• **TUGAS TERTULIS**: Kumpulkan setiap baris dari catatan di bawah ini yang memuat kata "distant". Perhatikan bahwa huruf besar dan huruf kecil dibedakan.

Cuplikan dataset tentang penunjukan objek
↓

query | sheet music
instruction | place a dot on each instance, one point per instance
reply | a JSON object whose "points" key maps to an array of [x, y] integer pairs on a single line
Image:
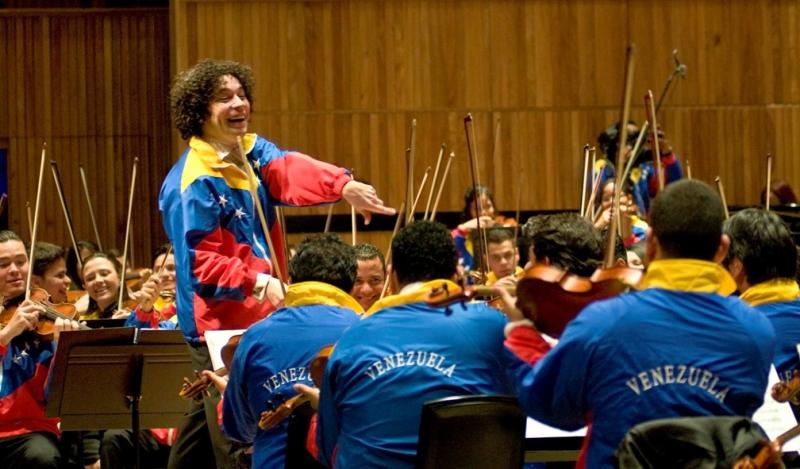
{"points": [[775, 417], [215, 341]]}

↑
↓

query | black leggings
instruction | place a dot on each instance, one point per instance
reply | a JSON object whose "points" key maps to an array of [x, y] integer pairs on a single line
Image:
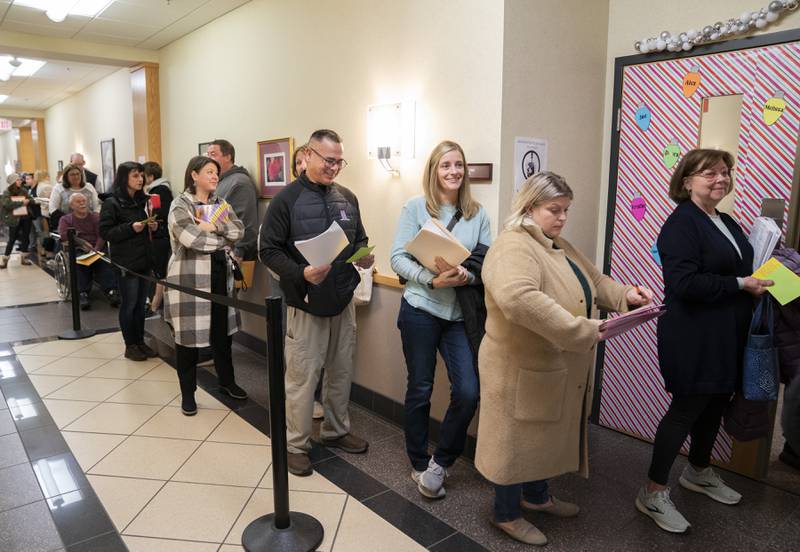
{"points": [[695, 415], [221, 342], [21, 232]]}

↑
↓

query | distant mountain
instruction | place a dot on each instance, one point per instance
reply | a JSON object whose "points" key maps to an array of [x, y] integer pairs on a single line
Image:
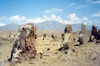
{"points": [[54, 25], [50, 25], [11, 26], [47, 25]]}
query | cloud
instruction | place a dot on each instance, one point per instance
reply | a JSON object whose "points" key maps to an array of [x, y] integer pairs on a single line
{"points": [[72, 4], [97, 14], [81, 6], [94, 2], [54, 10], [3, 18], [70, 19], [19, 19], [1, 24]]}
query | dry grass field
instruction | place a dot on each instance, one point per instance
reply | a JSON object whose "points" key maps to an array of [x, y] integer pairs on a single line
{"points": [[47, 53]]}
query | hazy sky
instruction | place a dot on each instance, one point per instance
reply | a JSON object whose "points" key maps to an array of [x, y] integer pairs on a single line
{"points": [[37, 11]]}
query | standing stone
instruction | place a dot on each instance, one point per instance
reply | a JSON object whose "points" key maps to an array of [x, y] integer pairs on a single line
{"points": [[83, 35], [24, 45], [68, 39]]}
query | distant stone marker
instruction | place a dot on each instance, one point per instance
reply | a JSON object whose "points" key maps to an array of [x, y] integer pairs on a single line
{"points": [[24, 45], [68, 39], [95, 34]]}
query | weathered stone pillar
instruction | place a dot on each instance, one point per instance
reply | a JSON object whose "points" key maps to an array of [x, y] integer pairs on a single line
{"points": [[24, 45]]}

↑

• **JAWABAN TUGAS**:
query | distant mountain
query | distant stone marker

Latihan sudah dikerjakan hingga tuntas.